Text provided:
Unlike you, I am a terrible cook. Also, although I enjoy a great many kinds of fruit, I am not fond of almost any vegetables at all. However. I came up with a very simple dish that tastes even better after it sits overnight in its own juices. So you can make a big pot of this, as I do, and eat it a few times during the week.
I've eaten this in a big bowl by itself or made with chicken or served either way over noodles. I enjoy them all. You may change the proportions as you see fit. The ingredients listed here will fill a large dutch oven at first, then will cook down to half as much.
2 yellow squash
6 zucchini
8 tomatoes
1 pound of chicken (optional)
1/2 bottle of sesame oil
Salt and Pepper to taste
Cut everything into chunks and throw in a pot. Add salt, pepper and sesame oil, then toss to make sure everything gets covered. Add more salt and pepper and toss again. Especially if you leave out the chicken, you want to make sure everything is seasoned.
Cook on medium high - uncovered if you like your vegetables al dente and covered for a softer texture. Stir every ten minutes or so until everything is cooked through - usually an hour on my gas stove, but it could vary. The tomatoes will get stirred almost into pulp and between that, the sesame oil and the water from the veggies, there is a nice amount of liquid to pour over rice or noodles if you wish. Otherwise it's kind of like a nice thick soup.
Best of luck.
Rebecca
DRD - I know what it's like to worry about old habits in times of stress. I really like the idea of small goals (don't think mine were that small actually, maybe that's why I'm not doing so well!). The little goals are easier to acheive and also less of a letdown if you don't acheive them.
I drink sparkling water instead of soda - I found that I liked the bubbles more than the sugar. To get there though, I started drinking half regular/half diet coke and worked my way to all diet. I really don't like diet coke. Then I just switched to soda water + lime. Yum, and easy to get in a bar if you're not drinking for one reason or another....

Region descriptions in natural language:
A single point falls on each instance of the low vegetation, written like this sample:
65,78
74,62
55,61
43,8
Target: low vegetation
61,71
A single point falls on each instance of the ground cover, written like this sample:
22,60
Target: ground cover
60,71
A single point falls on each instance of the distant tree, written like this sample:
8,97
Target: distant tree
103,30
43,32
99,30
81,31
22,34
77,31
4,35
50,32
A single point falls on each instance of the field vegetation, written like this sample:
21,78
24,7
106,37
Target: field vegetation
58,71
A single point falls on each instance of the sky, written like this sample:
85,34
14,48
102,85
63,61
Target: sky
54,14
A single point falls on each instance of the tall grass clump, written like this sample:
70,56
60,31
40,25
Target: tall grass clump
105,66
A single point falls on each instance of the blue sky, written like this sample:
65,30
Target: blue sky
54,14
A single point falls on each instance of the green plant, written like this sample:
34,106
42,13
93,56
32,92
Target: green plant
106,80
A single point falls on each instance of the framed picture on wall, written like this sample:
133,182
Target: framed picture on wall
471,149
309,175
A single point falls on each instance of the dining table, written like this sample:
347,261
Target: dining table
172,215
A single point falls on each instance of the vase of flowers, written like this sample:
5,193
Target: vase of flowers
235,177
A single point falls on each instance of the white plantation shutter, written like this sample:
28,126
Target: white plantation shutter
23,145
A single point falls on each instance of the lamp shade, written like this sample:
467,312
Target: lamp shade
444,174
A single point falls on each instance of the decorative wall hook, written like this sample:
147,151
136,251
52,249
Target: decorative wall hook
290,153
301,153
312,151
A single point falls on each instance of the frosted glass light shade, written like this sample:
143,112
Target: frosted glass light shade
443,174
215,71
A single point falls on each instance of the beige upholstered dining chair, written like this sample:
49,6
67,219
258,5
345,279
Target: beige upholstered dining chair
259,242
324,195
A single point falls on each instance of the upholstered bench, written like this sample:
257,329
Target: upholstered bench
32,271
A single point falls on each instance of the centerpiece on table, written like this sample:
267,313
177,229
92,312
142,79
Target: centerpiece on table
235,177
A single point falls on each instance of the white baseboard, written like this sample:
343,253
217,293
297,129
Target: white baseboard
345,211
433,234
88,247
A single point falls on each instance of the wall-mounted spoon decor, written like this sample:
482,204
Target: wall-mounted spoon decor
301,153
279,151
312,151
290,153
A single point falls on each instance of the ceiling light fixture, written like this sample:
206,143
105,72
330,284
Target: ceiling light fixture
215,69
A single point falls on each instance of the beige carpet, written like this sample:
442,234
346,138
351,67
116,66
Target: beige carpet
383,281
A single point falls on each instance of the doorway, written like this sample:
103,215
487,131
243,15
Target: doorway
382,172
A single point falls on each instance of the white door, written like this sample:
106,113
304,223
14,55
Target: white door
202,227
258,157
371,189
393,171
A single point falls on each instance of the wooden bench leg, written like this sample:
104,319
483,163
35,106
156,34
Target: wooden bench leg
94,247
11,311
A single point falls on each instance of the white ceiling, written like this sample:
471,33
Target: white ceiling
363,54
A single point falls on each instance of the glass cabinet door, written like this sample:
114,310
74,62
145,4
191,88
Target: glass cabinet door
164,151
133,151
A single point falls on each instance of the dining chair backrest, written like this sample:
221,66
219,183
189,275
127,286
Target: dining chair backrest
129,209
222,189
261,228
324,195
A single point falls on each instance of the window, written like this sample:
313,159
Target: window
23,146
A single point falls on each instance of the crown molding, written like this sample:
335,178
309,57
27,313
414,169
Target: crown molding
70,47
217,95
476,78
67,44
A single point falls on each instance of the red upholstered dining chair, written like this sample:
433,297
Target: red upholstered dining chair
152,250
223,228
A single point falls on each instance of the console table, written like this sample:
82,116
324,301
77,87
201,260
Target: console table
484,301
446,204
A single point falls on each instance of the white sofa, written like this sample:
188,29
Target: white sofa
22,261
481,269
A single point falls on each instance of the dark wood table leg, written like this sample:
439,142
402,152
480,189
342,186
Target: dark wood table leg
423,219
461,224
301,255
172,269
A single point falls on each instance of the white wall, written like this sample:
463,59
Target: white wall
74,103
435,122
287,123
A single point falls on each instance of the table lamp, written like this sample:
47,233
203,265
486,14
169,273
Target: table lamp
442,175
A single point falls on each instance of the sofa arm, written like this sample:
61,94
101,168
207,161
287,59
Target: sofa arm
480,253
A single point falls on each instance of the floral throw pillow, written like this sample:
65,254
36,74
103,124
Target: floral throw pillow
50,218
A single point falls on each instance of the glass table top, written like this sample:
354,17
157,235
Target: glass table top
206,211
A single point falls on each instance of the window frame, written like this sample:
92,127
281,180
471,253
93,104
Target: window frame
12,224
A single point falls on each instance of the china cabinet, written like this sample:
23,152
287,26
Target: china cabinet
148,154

Exercise objective:
Can you continue the forum post with the squash, zucchini and tomato recipe, starting right after its last sentence about soda water and lime?

Task response:
I'm wishing you all the best as you move apart from your spouse. Long distance relationships can be hard! At least you know when it will be over, approximately.
Thanks for writing your post.
DRD- I'm glad you're here. It sounds to me as if you're doing more/ better than I am, and that's my sliding scale for how well you're doing. keep it up!
how about yoga? I am the least flexible person on the planet, but I find yoga to be helpful on a number of levels, and it seems to me that a dancer would get even more out of it (it helps with the grad school free-floating anxiety, especially). It's easier for me to exercise if I know there are people waiting for me (as in a class) but that's another dime-a-dozen DVD form of exercise.
I like the carbonated fruit water, I think it's a little softer than sparkling water. Most grocery stores out here have a generic brand, they have no calories and use Splenda, which I haven't had a reaction to yet. I can't seem to handle Nutrasweet.
Okay. Thanks for the intro. Good luck!
I just sent an email to see if I can join as a commentator.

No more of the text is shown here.